• GIVEN DATA:
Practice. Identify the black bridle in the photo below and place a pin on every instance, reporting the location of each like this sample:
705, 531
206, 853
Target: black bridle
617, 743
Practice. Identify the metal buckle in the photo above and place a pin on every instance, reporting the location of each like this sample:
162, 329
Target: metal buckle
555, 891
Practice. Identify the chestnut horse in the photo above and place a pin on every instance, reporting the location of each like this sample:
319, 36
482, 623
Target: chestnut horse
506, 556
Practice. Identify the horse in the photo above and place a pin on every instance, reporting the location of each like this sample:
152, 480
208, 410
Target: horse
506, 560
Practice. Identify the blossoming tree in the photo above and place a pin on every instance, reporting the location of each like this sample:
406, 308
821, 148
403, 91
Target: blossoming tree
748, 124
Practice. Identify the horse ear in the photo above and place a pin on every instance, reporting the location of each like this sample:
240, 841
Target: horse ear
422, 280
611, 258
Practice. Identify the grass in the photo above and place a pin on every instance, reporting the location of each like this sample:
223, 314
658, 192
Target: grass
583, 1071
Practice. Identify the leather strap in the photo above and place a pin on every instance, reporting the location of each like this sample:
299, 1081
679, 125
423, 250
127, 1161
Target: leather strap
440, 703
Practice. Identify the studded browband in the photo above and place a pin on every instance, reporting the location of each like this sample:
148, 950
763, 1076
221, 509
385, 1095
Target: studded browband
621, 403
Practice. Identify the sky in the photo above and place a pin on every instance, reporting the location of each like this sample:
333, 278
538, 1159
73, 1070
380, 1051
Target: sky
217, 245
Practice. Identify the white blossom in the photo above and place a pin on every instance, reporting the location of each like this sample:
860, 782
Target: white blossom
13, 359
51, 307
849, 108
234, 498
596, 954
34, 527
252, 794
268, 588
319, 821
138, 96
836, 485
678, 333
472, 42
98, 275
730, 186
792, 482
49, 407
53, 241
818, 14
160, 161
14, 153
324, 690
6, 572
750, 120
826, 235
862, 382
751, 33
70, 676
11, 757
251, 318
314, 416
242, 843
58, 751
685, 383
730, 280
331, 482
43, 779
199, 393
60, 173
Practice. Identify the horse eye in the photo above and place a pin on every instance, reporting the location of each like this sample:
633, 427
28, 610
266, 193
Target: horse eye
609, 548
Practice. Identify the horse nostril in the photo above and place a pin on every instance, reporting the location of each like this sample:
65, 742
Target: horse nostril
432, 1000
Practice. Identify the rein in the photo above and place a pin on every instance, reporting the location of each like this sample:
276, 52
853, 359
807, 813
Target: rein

• WHAT TO WORK ON:
Return each entry from above without altering a single character.

• EXPECTED ANSWER:
Practice. Identify the black bridle in the photo below and place a pin on every instance, reporting the location of each like this sample:
705, 531
206, 853
Target: black bridle
617, 743
Practice. Identify the metal buckle in the photo above and place a pin on every instance, reporting the location of each like this sample:
162, 329
Target: metal buckle
555, 891
Practice. Identify the chestnut horse in the photo above and place a pin on every instance, reporting the location of each like this sample:
319, 36
482, 623
Target: chestnut horse
506, 556
Practice. Identify the horse in the photo above and place a pin on every instance, reporting the location of each like this sample:
152, 480
208, 410
Target: horse
506, 560
Practice. Identify the blossoming tree in the photo above and place a pin on every instance, reporting the location of each like this sample:
406, 308
821, 148
403, 91
Target: blossoming tree
748, 124
Practice. Identify the horse ear in the photo above and place a pin on every instance, reporting the location of each like this sample:
240, 841
Target: horse ear
422, 280
611, 258
Practice. Identify the grass in the photo above and place a pin on every instance, reporting the location of each like this sample:
223, 314
658, 192
Target: grass
583, 1071
Practice. Identify the leather strap in the photo above and place a pin on every instance, reporting the location of each like this sample:
299, 1081
679, 125
423, 250
127, 1161
Target: leather strap
440, 703
Practice. Identify the studded browband in the photo above and place a pin on every instance, reporting the location of each like this sample:
148, 950
763, 1076
221, 509
385, 1095
Target: studded browband
621, 403
Practice. Identify the sky in the photo above and place a pin on every instance, reporting the location of each like this sample:
333, 278
538, 1159
73, 1070
380, 1051
Target: sky
217, 245
Practice. Identify the white blossom in the photo above and place a pin on every instance, reporting the location of each like this sample:
860, 782
Target: white blossom
13, 359
51, 307
849, 108
234, 498
596, 954
34, 527
252, 794
268, 588
319, 821
138, 96
836, 485
678, 333
472, 42
98, 275
730, 186
792, 482
49, 407
53, 241
818, 14
160, 161
14, 153
324, 690
6, 572
750, 120
826, 235
862, 382
751, 33
70, 676
11, 757
251, 318
314, 416
242, 843
58, 751
685, 383
730, 280
331, 482
43, 779
199, 393
60, 173
Practice. Identify the horse eye in the photo above and place a pin on every instance, reporting the location of each like this sample:
633, 427
28, 610
266, 193
Target: horse eye
609, 548
Practice. Identify the horse nostril in the photo above and place a pin on every instance, reporting the location of each like this sample:
65, 742
Target: horse nostril
432, 1000
Practice. Identify the rein in the photo above and place a pin on every instance, reporting the location of each like this sample:
276, 52
853, 359
807, 813
Target: rein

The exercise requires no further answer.